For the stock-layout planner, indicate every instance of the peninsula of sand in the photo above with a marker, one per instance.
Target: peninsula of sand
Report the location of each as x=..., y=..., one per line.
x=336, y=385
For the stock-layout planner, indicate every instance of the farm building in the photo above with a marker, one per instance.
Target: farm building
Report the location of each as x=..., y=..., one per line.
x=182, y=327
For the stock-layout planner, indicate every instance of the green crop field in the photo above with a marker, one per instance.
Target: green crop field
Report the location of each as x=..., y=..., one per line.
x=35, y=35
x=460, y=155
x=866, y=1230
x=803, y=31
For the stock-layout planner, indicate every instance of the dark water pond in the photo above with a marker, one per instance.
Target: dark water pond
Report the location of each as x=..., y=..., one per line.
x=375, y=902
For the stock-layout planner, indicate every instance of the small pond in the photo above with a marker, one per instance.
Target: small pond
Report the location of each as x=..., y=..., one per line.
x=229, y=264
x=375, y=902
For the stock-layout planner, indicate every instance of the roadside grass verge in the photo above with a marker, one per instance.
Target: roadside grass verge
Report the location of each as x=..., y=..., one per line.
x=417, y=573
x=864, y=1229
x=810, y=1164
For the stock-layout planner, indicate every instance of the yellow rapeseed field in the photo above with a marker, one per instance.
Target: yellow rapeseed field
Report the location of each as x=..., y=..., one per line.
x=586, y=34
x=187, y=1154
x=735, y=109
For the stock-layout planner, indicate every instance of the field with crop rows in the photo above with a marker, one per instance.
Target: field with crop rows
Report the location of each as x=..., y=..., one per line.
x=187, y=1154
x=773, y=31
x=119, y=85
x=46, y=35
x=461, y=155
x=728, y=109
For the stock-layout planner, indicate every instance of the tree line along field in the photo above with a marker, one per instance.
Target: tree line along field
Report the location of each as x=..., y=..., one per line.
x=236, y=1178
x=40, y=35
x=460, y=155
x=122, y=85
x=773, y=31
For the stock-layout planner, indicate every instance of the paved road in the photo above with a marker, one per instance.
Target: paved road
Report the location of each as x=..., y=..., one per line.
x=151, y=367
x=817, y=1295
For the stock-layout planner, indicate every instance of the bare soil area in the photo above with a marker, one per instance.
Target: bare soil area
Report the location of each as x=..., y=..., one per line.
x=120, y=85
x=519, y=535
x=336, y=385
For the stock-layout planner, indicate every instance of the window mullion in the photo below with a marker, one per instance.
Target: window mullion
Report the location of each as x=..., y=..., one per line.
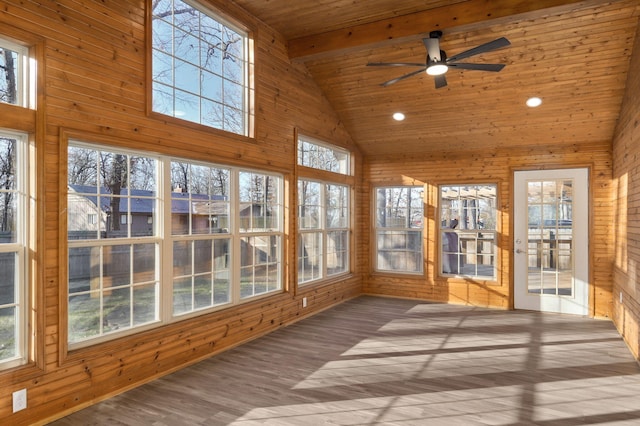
x=167, y=240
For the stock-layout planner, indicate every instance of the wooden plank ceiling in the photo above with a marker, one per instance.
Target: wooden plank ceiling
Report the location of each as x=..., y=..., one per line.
x=572, y=54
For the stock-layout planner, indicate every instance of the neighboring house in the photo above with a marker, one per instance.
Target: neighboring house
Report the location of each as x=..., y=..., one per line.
x=90, y=212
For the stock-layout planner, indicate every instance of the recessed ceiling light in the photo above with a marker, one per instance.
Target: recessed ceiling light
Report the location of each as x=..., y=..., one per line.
x=534, y=102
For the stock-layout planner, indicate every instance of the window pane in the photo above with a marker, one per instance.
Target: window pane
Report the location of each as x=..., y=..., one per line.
x=337, y=252
x=12, y=84
x=8, y=333
x=8, y=278
x=200, y=203
x=259, y=265
x=337, y=206
x=259, y=202
x=310, y=257
x=8, y=190
x=198, y=67
x=399, y=251
x=309, y=204
x=111, y=287
x=468, y=223
x=399, y=207
x=318, y=156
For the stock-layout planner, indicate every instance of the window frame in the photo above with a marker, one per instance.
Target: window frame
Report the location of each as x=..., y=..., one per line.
x=164, y=239
x=323, y=229
x=246, y=111
x=20, y=248
x=25, y=75
x=328, y=148
x=407, y=230
x=445, y=233
x=324, y=176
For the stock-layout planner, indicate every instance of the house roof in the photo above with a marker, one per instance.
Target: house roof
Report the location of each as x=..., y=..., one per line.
x=143, y=201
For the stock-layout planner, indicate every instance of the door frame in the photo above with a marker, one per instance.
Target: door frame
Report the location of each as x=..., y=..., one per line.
x=556, y=173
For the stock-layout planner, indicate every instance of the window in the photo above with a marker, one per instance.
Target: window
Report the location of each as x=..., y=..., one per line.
x=16, y=75
x=220, y=238
x=201, y=237
x=200, y=67
x=113, y=282
x=13, y=251
x=399, y=223
x=323, y=240
x=321, y=156
x=260, y=216
x=468, y=230
x=324, y=219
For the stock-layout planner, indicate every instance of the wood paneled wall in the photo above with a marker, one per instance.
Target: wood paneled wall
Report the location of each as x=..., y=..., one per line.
x=492, y=167
x=91, y=64
x=626, y=193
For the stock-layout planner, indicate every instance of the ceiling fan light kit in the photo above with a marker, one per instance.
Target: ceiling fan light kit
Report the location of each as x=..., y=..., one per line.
x=437, y=63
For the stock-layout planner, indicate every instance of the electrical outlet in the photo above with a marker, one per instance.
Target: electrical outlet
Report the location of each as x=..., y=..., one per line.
x=19, y=400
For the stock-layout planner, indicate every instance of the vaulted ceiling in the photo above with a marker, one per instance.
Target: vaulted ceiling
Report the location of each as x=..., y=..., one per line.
x=572, y=54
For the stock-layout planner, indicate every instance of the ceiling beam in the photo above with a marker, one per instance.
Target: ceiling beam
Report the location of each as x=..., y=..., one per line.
x=419, y=24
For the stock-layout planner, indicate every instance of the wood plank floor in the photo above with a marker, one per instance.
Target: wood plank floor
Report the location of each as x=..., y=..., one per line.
x=382, y=361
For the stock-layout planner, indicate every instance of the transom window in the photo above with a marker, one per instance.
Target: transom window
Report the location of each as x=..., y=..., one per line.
x=218, y=241
x=16, y=75
x=468, y=230
x=318, y=155
x=13, y=251
x=200, y=68
x=399, y=224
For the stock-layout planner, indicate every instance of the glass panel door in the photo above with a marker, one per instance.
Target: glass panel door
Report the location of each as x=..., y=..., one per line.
x=551, y=261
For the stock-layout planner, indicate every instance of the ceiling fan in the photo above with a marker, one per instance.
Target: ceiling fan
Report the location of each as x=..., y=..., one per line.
x=437, y=63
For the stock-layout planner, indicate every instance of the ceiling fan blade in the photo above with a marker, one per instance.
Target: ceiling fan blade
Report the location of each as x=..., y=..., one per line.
x=394, y=64
x=402, y=77
x=487, y=47
x=433, y=48
x=477, y=67
x=441, y=81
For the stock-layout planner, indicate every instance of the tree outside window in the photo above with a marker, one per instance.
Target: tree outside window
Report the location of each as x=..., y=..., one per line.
x=13, y=282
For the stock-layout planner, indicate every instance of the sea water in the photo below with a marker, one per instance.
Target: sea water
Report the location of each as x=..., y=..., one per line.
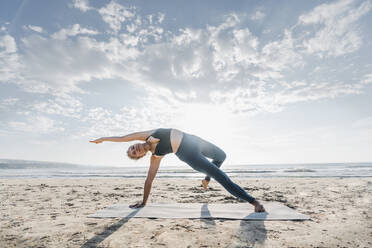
x=35, y=169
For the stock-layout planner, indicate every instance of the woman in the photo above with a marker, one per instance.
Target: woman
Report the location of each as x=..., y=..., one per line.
x=189, y=148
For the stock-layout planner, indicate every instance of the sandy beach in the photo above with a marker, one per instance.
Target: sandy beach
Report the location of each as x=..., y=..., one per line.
x=53, y=213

■ Written instruction
Update all of the material above by replacing each occurrence of "stock-layout planner" with "land-use survey", keeping everything else the same. Leave the pictures out.

■ Right answer
For the land-use survey, indicate every instance of the peninsula of sand in the photo above with a marker, one per instance.
Target: peninsula of sand
Report the location of each as x=..., y=..., one per line.
x=336, y=385
For the land-use survey, indicate every instance of the farm building in the photo above with a marker, one per instance.
Target: farm building
Report the location of each as x=..., y=..., one per line.
x=182, y=327
For the land-use survey, indicate every instance of the green crop field in the photo above with a marker, one per instance.
Target: green crop field
Report the location of each as x=..., y=..., one per line.
x=35, y=35
x=460, y=155
x=866, y=1230
x=803, y=31
For the land-use survey, indicate every instance of the dark water pond in the photo above with a marker, one per instance.
Target: dark water pond
Report the location of each as x=..., y=..., one per line.
x=375, y=902
For the land-use survey, indicate every instance of the small pond in the photo above with a marker, one per instance.
Target: small pond
Report the location of each as x=..., y=..., one per line.
x=229, y=264
x=375, y=902
For the land-use survey, indicate every instance of the roadside grass verge in the photo above with a marker, one per instance.
Target: roadside grass verge
Report the location of each as x=..., y=..., one per line.
x=417, y=573
x=864, y=1229
x=810, y=1164
For the land-use survey, indicate every instance of the yellow rapeseed field in the photo above with a marker, one per instance.
Target: yellow rapeseed field
Report the location of each as x=..., y=..., one per line.
x=586, y=34
x=187, y=1154
x=735, y=109
For the land-use survey, indicate every instance of the field with crop rows in the photo above with a marker, one per instance.
Target: field with crop rows
Report the location of each as x=..., y=..., one per line.
x=187, y=1154
x=773, y=31
x=119, y=85
x=46, y=35
x=461, y=155
x=728, y=109
For the land-use survey, indicate every instance of the tree line along field in the photo above with a marker, one per instance.
Target: tree line along field
Report the location of each as x=..., y=..., one per line.
x=236, y=1178
x=40, y=35
x=460, y=155
x=122, y=85
x=773, y=31
For the land-use survey, indicate every instance of the paved road in the photo above with a marker, one per instance.
Target: paved road
Report the location of each as x=..., y=..., one per line.
x=151, y=367
x=817, y=1295
For the land-use survey, indicate every instance of the bare soil area in the photo above with a marker, one per instance.
Target: bare soil area
Report the location of each as x=..., y=..., one per line.
x=120, y=85
x=519, y=535
x=336, y=385
For the land-use survey, indicate every instance of the window mullion in the photo below with a marker, one per instance.
Target: window mullion
Report the location of each as x=..., y=..., one per line.
x=167, y=240
For the land-use survey, indicate every instance of the wooden plank ceiling in the photo above with a marker, one per instance.
Target: wooden plank ceiling
Report the location of each as x=..., y=..., one per line.
x=572, y=54
For the land-use survey, indicate every instance of the neighboring house in the photo above with a marker, one per instance.
Target: neighboring house
Report the location of each as x=..., y=..., one per line.
x=90, y=212
For the land-use survey, indicate every instance of the recessed ceiling light in the photo above with a marker, one per instance.
Target: recessed ceiling light
Report the location of each as x=..., y=..., one per line.
x=534, y=102
For the land-use survey, indicate every instance of the window pane in the photo above with a marker, one per instance.
Target: window pane
Report the location of each as x=..., y=..., one per line.
x=337, y=252
x=12, y=84
x=8, y=333
x=8, y=278
x=200, y=203
x=259, y=265
x=337, y=206
x=259, y=202
x=310, y=257
x=8, y=190
x=198, y=67
x=399, y=251
x=309, y=204
x=111, y=287
x=468, y=223
x=399, y=207
x=318, y=156
For the land-use survey, indicate every instance of the window frame in the photo above with a marker, one per instance.
Target: window frame
Report the location of each as x=..., y=..., one per line.
x=164, y=239
x=323, y=229
x=246, y=111
x=20, y=248
x=25, y=75
x=328, y=148
x=407, y=230
x=445, y=233
x=324, y=176
For the land-use survey, indicate every instance of the house roof in the photo above with a marker, one per instance.
Target: house roof
Report the location of each as x=..., y=..., one per line.
x=143, y=201
For the land-use survey, indicate every instance of the door frame in the photo above with a marker, one per instance.
Target: door frame
Report the location of each as x=..., y=..., one per line.
x=556, y=173
For the land-use survey, indicate every instance of the window in the photo above with a marker, one per instance.
Target: window
Report the location of each as x=..., y=..., one per line.
x=16, y=75
x=220, y=238
x=201, y=237
x=200, y=67
x=113, y=282
x=13, y=251
x=399, y=223
x=323, y=240
x=321, y=156
x=260, y=216
x=468, y=230
x=324, y=219
For the land-use survey, indicate every instance of the wood paneled wall in the photo above with a marker, one per instance.
Target: wood paneled wall
Report the location of each as x=..., y=..., one per line.
x=492, y=167
x=91, y=64
x=626, y=193
For the land-use survey, indicate every instance of the ceiling fan light kit in the photo above with a marker, one per instance.
Target: ceiling fan light kit
Report the location of each as x=..., y=..., one per line.
x=437, y=63
For the land-use survey, indicate every instance of the electrical outlet in the photo above with a marker, one per instance.
Target: electrical outlet
Report the location of each as x=..., y=..., one per line.
x=19, y=400
For the land-use survey, indicate every instance of the vaulted ceiling in the photo above with a marker, one per instance.
Target: vaulted ceiling
Report the location of each as x=..., y=..., one per line.
x=572, y=54
For the land-use survey, indicate every instance of the ceiling beam in the photo above with a marker, one per instance.
Target: ceiling beam
Report the location of each as x=..., y=..., one per line.
x=419, y=24
For the land-use survey, indicate every instance of the wood plank floor in the photo above with a marker, one per instance.
Target: wood plank floor
Report the location of each as x=..., y=..., one per line.
x=382, y=361
For the land-use survey, indicate every instance of the transom window in the photo above with a marker, one per instance.
Target: transom window
Report the location of each as x=..., y=..., one per line.
x=218, y=241
x=16, y=75
x=468, y=230
x=318, y=155
x=13, y=251
x=200, y=68
x=399, y=224
For the land-use survey, indicate every instance of the glass panel door in the photo above with a marker, one per instance.
Target: glass panel door
Report the location of each as x=..., y=..., one per line.
x=551, y=261
For the land-use survey, indicate every instance of the ceiling fan in the photo above with a marker, one per instance.
Target: ceiling fan
Report the location of each as x=..., y=..., one per line.
x=437, y=63
For the land-use survey, indicate every instance of the ceiling fan blade in the photo above with a marker, one per instance.
Target: ceiling fan blade
Report the location of each as x=..., y=..., one per line.
x=394, y=64
x=402, y=77
x=487, y=47
x=433, y=48
x=477, y=67
x=441, y=81
For the land-use survey, indicate every instance of the tree outside window in the photo above with a marker, one per instance.
Target: tree outside window
Report the location of each as x=..., y=..., one per line.
x=13, y=282
For the land-use survey, indicate every instance of the sea water in the photo below with a marker, one per instance.
Target: sea water
Report the location of each as x=..., y=..., one per line.
x=35, y=169
For the land-use survey, indicate every instance of the woman in the photo above with a marker, one per instance.
Target: woman
Report the location of each as x=..., y=..., one per line.
x=189, y=148
For the land-use survey, indicate every instance of the sandy beach in the photo above with a marker, one per instance.
Target: sandy beach
Report the location of each as x=..., y=..., one per line.
x=53, y=213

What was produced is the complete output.